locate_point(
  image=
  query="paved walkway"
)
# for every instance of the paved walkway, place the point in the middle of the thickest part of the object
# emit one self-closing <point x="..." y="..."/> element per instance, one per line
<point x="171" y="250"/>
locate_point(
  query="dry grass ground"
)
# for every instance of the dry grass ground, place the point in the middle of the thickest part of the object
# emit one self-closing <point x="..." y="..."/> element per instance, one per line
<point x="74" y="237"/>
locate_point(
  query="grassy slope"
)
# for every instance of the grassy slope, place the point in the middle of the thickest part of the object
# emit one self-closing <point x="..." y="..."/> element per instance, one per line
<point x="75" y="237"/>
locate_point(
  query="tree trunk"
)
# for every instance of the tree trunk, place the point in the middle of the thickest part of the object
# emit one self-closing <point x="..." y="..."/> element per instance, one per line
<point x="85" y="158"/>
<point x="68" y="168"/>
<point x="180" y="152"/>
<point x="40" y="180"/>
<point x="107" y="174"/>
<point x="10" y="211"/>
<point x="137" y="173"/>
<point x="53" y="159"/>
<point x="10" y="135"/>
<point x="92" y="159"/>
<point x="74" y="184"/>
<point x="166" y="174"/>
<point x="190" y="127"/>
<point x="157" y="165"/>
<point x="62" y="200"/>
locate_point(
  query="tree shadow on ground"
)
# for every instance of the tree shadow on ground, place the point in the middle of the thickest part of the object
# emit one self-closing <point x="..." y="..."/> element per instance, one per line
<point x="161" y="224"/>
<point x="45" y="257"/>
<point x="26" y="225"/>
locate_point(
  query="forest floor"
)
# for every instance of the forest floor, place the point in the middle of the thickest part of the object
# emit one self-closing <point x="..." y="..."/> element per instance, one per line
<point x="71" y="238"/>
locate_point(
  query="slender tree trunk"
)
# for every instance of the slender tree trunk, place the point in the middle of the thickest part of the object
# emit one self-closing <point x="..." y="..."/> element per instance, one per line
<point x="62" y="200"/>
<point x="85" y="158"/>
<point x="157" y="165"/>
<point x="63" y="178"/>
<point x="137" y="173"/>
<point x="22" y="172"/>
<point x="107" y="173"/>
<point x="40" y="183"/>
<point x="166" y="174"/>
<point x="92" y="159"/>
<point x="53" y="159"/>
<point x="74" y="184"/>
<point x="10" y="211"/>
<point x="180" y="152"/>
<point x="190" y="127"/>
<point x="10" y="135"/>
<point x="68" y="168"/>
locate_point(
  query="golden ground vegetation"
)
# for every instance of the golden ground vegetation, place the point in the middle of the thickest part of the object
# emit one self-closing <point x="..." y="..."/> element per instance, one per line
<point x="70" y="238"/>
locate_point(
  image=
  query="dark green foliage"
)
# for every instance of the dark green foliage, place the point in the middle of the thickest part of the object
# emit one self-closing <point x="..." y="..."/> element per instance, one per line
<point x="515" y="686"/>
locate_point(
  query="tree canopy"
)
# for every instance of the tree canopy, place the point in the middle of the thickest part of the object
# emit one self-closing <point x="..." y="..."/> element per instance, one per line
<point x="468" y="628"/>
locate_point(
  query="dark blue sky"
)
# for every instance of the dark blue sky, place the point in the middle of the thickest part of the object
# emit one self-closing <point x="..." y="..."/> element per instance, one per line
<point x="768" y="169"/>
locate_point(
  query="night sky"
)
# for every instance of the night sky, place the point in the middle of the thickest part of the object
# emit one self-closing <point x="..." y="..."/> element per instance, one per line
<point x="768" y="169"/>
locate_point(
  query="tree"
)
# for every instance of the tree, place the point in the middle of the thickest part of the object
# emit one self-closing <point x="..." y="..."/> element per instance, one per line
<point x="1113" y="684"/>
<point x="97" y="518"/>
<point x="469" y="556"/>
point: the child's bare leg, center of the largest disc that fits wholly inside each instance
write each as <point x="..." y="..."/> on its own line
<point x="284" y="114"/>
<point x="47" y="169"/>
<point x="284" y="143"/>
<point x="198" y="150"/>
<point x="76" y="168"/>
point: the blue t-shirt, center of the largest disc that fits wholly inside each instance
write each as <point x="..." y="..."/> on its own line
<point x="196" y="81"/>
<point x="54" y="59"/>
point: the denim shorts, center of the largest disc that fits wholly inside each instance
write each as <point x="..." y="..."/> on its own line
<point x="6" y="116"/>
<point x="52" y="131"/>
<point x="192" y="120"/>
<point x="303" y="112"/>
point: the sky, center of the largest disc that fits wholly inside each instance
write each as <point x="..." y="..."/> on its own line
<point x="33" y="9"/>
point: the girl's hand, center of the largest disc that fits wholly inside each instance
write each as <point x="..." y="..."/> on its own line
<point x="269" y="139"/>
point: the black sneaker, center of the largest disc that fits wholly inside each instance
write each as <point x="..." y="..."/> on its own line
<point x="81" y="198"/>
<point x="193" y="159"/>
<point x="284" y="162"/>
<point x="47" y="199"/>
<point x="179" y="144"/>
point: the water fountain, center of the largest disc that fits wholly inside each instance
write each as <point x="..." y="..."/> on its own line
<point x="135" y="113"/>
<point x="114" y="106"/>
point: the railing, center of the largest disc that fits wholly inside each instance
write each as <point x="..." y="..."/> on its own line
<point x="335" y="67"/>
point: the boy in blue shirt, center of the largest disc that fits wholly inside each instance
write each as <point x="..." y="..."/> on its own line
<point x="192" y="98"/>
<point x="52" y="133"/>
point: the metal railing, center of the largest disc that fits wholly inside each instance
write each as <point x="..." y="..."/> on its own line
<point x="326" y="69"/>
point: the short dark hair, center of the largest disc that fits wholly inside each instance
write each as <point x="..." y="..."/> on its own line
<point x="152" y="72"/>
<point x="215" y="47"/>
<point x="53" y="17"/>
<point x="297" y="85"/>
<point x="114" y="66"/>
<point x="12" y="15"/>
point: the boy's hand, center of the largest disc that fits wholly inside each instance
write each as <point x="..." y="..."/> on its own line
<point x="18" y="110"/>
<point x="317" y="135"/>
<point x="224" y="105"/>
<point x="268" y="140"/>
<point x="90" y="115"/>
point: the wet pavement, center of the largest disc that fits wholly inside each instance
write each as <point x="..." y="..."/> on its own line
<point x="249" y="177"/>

++++

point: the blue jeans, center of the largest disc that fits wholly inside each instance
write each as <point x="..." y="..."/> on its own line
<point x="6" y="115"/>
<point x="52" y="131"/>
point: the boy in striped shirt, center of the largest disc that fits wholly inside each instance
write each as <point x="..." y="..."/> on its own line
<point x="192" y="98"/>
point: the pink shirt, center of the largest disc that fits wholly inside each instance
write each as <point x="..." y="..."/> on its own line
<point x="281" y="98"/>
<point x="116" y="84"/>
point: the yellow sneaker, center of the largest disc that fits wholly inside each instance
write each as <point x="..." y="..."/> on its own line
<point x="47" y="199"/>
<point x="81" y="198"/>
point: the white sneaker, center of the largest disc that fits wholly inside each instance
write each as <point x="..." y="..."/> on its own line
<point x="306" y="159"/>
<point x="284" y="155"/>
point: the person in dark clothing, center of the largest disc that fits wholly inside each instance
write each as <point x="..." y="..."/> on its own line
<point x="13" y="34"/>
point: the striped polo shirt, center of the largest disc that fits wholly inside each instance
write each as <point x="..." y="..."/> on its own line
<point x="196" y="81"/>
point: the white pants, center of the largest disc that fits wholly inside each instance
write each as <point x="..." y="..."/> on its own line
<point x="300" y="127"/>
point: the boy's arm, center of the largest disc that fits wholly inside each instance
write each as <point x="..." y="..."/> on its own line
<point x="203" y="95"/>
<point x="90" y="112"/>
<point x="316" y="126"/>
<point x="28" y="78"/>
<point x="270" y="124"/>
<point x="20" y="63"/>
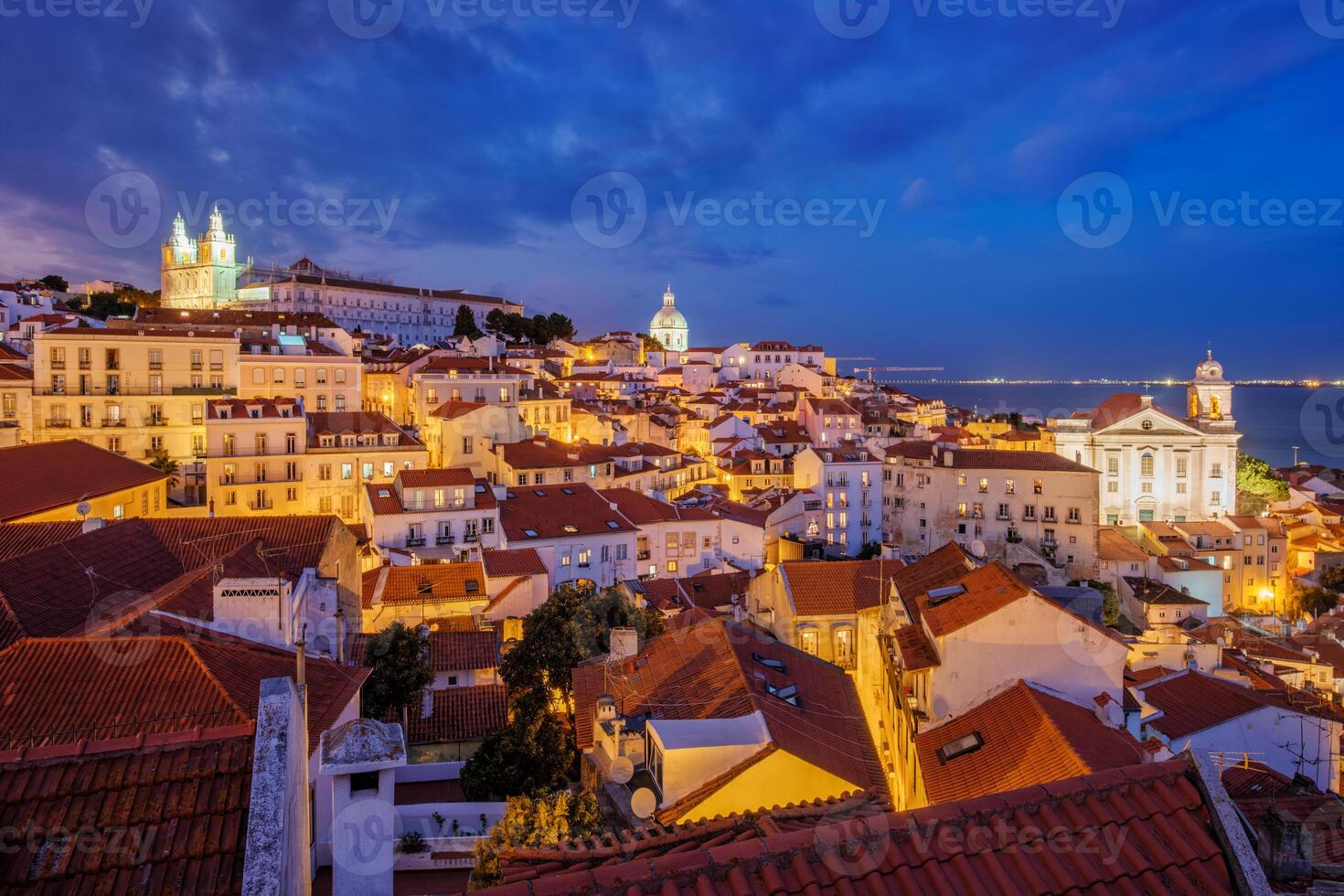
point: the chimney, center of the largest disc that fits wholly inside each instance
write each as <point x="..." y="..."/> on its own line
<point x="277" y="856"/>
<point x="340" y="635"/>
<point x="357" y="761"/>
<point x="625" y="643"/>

++++

TASK DESCRIPTION:
Write down again, exactly as given, only the lines above that fall from the line with "point: the blue t-shirt, center" to the line with "point: the water", inclusive.

RESULT OF THE EXERCISE:
point: the blue t-shirt, center of the largest disc that fits wholly inside each instance
write each as <point x="..." y="..."/> on its own line
<point x="196" y="81"/>
<point x="54" y="59"/>
point: the denim shorts, center of the largest disc that fits wholly inside each instance
write each as <point x="..." y="..."/> on its own line
<point x="6" y="116"/>
<point x="52" y="131"/>
<point x="192" y="120"/>
<point x="303" y="112"/>
point: the sky, center of the largest disc that fits wholly inside each instance
write each as <point x="..." y="..."/> on its own line
<point x="33" y="9"/>
point: the girl's hand, center of the largest disc that fits wholly inside each instance
write each as <point x="..." y="..."/> on its own line
<point x="269" y="139"/>
point: the black sneaker, center of the largest disc that fits wholly inside each instance
write each as <point x="..." y="..."/> on its own line
<point x="81" y="198"/>
<point x="193" y="159"/>
<point x="284" y="162"/>
<point x="47" y="199"/>
<point x="179" y="144"/>
point: the water fountain, center of the largest disc that fits wholly inside each instance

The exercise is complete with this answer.